AVAILABLE DATA:
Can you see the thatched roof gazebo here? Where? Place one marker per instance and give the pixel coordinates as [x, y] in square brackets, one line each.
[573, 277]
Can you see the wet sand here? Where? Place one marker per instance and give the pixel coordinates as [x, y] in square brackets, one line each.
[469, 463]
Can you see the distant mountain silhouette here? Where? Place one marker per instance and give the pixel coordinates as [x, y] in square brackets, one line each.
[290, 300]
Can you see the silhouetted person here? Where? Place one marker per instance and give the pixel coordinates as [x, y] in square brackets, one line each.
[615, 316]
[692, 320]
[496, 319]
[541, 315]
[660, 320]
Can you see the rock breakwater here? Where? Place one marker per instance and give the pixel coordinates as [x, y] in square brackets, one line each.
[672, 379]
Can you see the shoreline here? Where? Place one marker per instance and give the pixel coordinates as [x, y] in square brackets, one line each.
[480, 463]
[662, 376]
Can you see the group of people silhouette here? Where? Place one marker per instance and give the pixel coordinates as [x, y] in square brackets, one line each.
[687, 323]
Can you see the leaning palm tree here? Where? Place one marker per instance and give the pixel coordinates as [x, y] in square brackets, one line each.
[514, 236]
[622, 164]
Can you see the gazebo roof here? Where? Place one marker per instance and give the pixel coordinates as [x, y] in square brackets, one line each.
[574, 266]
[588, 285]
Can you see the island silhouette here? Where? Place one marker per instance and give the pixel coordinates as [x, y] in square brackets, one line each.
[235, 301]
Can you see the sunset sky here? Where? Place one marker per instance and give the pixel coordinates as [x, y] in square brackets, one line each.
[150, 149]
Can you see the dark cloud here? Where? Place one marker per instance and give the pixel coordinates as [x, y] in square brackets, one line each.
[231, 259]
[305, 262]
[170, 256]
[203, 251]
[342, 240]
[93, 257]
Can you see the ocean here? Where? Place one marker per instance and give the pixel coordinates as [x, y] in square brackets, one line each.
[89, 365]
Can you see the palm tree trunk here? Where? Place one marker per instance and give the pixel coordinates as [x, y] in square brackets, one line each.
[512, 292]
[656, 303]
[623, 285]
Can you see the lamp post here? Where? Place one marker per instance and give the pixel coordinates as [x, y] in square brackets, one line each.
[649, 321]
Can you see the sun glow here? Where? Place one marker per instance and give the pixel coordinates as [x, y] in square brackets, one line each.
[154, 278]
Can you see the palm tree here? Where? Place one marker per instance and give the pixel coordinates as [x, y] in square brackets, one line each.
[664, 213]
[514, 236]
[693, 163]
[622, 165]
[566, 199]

YOUR INSTRUCTIONS:
Retype the data exactly as given.

OUTPUT:
Can you see the thatched roof gazebo here? Where? Place one marker per instance and give the pixel coordinates as [x, y] in square brackets, one line each.
[573, 277]
Can you see the wet sand here? Where? Place one marker per instance and give the pixel coordinates as [x, y] in square brackets, one line each.
[469, 463]
Can you see the distant mountain silhouette here? Where? Place one marker per instance and give the pixel coordinates as [x, y] in square brackets, one line each.
[290, 300]
Can you see the silhouetted person here? Where? Place one marker per instance and give the pixel coordinates as [x, y] in square brackets, one line each.
[615, 316]
[692, 320]
[496, 319]
[541, 315]
[660, 320]
Can you see the rock breakwater here? Where? Place one marker per instance and give the pixel coordinates as [x, y] in square brackets, one line each.
[672, 379]
Can you see the shoreline here? Where? Place one marker per instance and give the pixel coordinates as [x, y] in square brackets, one line each.
[480, 463]
[662, 376]
Can you see the group of people silhouette here? Where? Place one marker per instance and give the pixel coordinates as [x, y] in square brackets, one line each.
[687, 323]
Can you see the leaning palm tree here? Where? Place one marker per instance and give the pixel coordinates as [x, y] in square brackets, one line each.
[514, 236]
[622, 164]
Can you see the gazebo roof here? Where? Place one marker per instance and give the pixel coordinates as [x, y] in square brackets, one line each.
[574, 266]
[588, 285]
Can you see the island silhouette here? Where? Place one marker per instance and give the pixel coordinates as [x, y] in square brackets, one line each.
[235, 301]
Can you see the sunset sky here? Where? Place one marker per instance and give the pixel coordinates as [x, y] in square brackets, one line each.
[150, 149]
Can you see the dark cloud here? Where? Place one marker per instance and give the pixel coordinates as [x, y] in square brackets, one line each.
[231, 259]
[305, 262]
[170, 256]
[203, 251]
[342, 240]
[93, 257]
Can you see the ocean here? Where? Place one marker per instance and give the pixel coordinates as [x, y] in square brackets, one line each.
[89, 365]
Can you see the palm tree trunk here? Where? Place one marker per instance and give the pixel coordinates as [x, y] in square brackets, one line each.
[512, 292]
[656, 303]
[623, 285]
Can you see the lamp post here? Where? Place one marker per instance and give the pixel coordinates as [x, y] in square brackets, one line each.
[649, 321]
Can you see the sun glow here? Where? Place one marker per instance and give the pixel coordinates as [x, y] in square brackets, one line each.
[154, 278]
Can you see the palm tree here? Where? Place one marker per instance and give the pixel coordinates as [x, y] in square brackets, one line each.
[664, 213]
[514, 236]
[693, 163]
[622, 165]
[566, 199]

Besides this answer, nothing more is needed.